··· Task input

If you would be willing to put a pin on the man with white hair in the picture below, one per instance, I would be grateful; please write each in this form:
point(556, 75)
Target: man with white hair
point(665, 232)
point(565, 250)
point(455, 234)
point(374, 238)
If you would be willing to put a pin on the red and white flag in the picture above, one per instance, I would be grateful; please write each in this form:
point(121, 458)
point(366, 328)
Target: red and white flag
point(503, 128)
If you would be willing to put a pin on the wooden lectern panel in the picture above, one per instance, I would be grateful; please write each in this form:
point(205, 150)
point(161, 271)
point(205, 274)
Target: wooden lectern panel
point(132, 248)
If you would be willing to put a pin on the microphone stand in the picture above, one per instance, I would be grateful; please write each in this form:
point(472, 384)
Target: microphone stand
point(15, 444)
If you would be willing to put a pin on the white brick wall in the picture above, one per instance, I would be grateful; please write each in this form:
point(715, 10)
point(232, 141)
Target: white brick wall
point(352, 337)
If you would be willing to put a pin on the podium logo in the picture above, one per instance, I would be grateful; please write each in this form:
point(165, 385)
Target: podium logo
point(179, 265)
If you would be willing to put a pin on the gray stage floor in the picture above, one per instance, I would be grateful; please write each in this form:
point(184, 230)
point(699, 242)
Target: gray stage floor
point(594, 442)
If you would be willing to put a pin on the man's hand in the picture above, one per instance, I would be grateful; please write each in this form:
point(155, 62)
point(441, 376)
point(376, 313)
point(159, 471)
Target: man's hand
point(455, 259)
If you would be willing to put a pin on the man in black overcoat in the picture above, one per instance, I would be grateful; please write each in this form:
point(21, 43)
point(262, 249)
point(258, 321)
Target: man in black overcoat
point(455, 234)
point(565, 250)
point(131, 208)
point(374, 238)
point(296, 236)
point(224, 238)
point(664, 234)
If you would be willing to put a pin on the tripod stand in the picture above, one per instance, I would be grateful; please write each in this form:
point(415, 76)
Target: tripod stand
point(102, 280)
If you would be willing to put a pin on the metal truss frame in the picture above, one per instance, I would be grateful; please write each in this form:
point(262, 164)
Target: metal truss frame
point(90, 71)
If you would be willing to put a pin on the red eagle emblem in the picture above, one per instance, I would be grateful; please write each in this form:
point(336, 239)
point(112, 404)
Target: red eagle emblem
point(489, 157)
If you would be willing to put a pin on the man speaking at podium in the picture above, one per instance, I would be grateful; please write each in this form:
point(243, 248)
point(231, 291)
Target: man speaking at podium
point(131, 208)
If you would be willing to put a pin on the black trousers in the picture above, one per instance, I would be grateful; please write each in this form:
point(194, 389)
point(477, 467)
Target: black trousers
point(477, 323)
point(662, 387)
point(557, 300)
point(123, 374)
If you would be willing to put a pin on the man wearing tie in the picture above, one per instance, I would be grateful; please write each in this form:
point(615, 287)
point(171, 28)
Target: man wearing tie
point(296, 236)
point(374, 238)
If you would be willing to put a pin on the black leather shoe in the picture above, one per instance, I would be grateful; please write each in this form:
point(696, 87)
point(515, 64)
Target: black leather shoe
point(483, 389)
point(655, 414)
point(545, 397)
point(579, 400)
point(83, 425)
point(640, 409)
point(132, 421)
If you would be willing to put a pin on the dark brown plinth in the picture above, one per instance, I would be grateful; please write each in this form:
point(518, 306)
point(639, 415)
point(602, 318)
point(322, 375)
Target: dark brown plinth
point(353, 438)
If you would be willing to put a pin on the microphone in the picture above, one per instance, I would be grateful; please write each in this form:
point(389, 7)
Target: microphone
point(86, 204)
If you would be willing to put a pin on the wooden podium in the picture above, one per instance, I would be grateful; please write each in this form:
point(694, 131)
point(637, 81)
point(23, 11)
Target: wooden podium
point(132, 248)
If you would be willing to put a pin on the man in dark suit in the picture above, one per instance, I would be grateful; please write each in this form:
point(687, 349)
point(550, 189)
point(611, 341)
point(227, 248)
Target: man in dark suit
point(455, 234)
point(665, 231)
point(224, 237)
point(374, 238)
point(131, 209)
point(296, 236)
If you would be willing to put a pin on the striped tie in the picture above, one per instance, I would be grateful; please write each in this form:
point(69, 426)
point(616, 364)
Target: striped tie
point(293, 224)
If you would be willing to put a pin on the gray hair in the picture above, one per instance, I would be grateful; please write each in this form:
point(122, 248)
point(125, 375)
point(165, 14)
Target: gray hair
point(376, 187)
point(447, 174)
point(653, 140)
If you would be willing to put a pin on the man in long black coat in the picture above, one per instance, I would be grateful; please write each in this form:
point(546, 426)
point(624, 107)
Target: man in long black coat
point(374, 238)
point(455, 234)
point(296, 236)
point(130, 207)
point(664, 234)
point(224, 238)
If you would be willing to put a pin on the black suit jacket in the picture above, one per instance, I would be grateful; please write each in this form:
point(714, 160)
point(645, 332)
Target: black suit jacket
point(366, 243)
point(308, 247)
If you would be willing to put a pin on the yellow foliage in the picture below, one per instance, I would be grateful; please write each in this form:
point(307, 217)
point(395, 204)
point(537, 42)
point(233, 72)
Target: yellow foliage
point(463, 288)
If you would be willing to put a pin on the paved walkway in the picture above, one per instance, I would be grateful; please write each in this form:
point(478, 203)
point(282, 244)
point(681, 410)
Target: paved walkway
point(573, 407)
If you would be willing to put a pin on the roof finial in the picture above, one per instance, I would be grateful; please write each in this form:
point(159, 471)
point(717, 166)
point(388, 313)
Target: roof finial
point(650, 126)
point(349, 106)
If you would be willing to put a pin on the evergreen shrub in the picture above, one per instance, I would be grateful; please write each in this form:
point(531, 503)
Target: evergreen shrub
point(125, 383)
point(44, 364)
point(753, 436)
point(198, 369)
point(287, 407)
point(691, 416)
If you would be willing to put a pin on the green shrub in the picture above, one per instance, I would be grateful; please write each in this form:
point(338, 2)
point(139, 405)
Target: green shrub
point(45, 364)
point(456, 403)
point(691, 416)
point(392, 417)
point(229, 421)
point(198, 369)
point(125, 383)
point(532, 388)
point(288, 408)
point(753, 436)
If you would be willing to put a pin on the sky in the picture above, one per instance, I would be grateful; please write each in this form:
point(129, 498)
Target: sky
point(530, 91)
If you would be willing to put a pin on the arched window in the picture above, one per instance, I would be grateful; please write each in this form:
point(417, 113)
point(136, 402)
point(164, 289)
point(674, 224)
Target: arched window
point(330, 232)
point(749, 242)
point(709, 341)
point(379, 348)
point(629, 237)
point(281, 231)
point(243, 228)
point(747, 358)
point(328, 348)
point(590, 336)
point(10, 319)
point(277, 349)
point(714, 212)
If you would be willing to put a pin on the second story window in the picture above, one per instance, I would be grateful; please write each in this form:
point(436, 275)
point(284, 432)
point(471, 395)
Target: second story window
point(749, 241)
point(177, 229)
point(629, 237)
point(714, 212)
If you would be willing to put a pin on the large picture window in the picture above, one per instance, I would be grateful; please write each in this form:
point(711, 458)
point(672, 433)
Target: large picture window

······

- Problem to solve: Only lines holding the string "large" are wanted; gather each one from the entries above.

- Response for this exercise:
If you would be willing to put a pin on the large picture window in the picture above, one per instance, I would be grateful; please write each in this form:
Target: large picture window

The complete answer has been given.